Work instructions: A verbatim reproduction of the lines below, from the line containing "of the broken" through the line containing "of the narrow", both ends included, is the whole required output.

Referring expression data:
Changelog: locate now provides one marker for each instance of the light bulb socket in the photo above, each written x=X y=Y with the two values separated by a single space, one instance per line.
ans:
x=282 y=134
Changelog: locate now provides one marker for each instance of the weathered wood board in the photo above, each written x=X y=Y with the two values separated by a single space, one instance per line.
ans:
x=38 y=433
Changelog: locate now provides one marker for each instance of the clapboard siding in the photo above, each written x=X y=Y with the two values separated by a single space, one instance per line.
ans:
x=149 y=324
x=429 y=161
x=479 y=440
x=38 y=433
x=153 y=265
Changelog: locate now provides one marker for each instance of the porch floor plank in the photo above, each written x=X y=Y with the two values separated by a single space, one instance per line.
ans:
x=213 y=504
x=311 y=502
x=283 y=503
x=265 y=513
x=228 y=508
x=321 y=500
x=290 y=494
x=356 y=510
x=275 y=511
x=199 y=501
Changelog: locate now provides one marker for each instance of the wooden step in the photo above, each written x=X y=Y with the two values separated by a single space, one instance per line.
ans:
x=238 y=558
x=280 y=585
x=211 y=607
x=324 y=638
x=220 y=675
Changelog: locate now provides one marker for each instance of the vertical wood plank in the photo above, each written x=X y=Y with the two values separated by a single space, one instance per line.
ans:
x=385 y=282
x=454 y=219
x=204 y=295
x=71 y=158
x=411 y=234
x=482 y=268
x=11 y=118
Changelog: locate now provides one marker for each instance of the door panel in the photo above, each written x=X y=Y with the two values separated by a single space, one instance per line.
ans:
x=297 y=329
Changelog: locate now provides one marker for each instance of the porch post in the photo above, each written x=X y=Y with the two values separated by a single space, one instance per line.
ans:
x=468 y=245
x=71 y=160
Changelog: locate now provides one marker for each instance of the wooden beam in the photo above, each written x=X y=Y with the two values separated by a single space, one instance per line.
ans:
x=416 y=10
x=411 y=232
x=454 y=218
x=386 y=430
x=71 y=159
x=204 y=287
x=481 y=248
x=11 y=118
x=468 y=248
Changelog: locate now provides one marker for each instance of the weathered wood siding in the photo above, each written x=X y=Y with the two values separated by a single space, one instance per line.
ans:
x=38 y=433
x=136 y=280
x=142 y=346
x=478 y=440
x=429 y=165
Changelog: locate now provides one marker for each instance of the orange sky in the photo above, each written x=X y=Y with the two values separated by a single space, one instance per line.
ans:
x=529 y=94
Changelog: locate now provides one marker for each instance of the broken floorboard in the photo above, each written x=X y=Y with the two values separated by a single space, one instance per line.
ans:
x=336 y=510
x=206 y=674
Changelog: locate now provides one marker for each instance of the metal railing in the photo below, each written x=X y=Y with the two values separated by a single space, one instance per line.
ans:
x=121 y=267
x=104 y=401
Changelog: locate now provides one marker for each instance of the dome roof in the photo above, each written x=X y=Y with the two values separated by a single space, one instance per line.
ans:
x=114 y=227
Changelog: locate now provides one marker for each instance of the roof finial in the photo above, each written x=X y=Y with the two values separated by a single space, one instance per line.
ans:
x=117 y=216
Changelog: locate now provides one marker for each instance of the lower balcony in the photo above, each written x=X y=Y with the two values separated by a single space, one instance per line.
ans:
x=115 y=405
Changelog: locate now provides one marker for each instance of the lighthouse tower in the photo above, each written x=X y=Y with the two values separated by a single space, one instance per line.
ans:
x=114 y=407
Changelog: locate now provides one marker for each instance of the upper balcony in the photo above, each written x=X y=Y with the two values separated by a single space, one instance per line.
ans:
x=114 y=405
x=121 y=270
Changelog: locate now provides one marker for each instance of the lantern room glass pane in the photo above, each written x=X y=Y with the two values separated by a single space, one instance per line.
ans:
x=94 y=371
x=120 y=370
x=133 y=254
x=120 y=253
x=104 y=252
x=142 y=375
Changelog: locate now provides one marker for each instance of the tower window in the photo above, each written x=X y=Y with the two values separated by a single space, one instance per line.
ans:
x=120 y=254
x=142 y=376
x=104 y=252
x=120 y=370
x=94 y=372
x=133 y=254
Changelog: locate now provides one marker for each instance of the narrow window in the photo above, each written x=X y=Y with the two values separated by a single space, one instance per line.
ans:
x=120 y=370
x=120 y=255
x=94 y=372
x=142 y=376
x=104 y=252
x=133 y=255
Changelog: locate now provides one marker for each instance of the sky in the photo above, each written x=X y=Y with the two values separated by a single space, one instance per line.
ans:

Finished exercise:
Changelog: locate now provides one marker for each instance of the broken floorboard in the photo above, each written x=X y=Y with the two values separated by a single space, one instance per line.
ans:
x=336 y=510
x=206 y=674
Changelog: locate now provides one marker for each instance of the metal railing in the photo below, each written x=X y=Y with the two values separated by a single space, one instance per line.
ans:
x=121 y=267
x=104 y=401
Changelog: locate now provides one marker for each instance of the dome roof in the photo above, each written x=X y=Y with the two values separated by a single space, one instance per line.
ans:
x=114 y=227
Changelog: locate now provides one marker for each instance of the roof finial in the photo above, each written x=X y=Y with the two values separated by a single space, one instance per line.
ans:
x=117 y=216
Changelog: locate now provides one marker for each instance of the lower balcony in the photo above, each written x=X y=Y with the two values separated by a single space, one instance per line.
ans:
x=115 y=405
Changelog: locate now provides one marker for each instance of the lighthouse tower in the photo above, each written x=X y=Y with the two values separated by a single space, one instance per line.
ans:
x=114 y=407
Changelog: locate now provides one marker for each instance of the upper balcony in the photo above, each written x=X y=Y with the two values separated by a single space, one instance per line.
ans:
x=114 y=405
x=121 y=270
Changelog: locate now provides one marker for each instance of the lantern room glass pane in the photo above, each written x=X y=Y with the two values separated by a single space, one instance per line.
ans:
x=94 y=371
x=120 y=370
x=133 y=254
x=120 y=253
x=104 y=252
x=142 y=375
Changelog: locate now provides one marker for each instance of the tower window in the photo above, each written x=X y=Y with the two values separated by a single space, one instance per line.
ans:
x=120 y=254
x=142 y=376
x=104 y=252
x=120 y=370
x=94 y=372
x=133 y=254
Changelog: locate now provides one marker for each instance of the narrow window in the photo above, each written x=X y=Y with the two values separated by a single space, one instance per line.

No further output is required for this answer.